(Questions to answer):
[a] From the calendar discussion passage below, set down the words starting at "Ok, but the" and ending at "of each month.", unchanged.
[b] In the calendar discussion passage below, where are the week numbers displayed?

*** Opening Text passage ***

Ok, I'l discuss that in the other (sub) thread.

> This is the same thing I told you years ago: To determine the which diary
> entries or holidays are in the visible range, the 3-month size of the window
> is assumed; thus if you write the (trivial) loops to get, say, a 5-month
> calendar window, the holidays will not be properly determined or highlighted.
> The same is true for diary entries.

What I was trying to say with the 5-month comment was that IF such
functionality existed there would probably more work on my part (as
well).  With the calendar being static, it is quite easy to add visual
stuff, like the week display hack.

> Also, when you ask for information about a date under the cursor
> (holidays, diary entries, other calendars, sunset, etc, etc), the
> code needs to translate the physical cursor position to a date.

Ok, but the postion of the dates are not changed by the addition of
the week numbers, which is display in the 5 character empty space to
the right of each month.  

This is why the need for a seperate face is needed (which again
prompted this update) as the calendar gets a bit cramped with the week
numbers added.  There is another 5 characters on the left that would
be nice to use to put some air between the week number of one month
and the dates of the next, but *that* would change the positions of
the dates and therefore need tweeking of the date calculation.  (This
is left as an exercise to someone else.)

> That translation process assumes a rigid form to the calendar
> window--adding the ISO week or stretching the calendar to 5 months,
> say, screws up that translation process.

I agree that adding the stretching is a major rewrite (that I admit
that I would have liked to see implemented.)

*** Closing Text passage ***
*** Opening Data extracts ***

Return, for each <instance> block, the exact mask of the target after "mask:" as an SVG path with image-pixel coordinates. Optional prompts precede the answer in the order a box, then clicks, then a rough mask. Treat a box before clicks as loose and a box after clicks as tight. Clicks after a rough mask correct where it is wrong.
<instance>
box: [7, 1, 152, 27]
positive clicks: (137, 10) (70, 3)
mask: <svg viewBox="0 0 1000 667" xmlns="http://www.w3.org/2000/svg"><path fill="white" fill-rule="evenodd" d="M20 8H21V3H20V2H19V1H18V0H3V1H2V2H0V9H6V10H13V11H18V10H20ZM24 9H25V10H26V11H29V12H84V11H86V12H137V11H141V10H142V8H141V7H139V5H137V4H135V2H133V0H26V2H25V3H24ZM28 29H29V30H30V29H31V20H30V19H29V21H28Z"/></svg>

*** Closing Data extracts ***
*** Opening Data extracts ***

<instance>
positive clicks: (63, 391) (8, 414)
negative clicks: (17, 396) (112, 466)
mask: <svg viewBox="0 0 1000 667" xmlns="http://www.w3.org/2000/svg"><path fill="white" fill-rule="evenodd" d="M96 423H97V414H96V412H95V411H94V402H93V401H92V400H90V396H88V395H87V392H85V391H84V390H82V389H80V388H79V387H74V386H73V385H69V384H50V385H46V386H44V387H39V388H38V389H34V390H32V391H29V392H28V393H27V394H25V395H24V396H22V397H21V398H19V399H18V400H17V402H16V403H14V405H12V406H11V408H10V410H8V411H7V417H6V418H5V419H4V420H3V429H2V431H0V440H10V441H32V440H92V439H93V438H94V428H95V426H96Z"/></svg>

*** Closing Data extracts ***

(Answers):
[a]
Ok, but the postion of the dates are not changed by the addition of
the week numbers, which is display in the 5 character empty space to
the right of each month.

[b] In the 5-character empty space to the right of each month.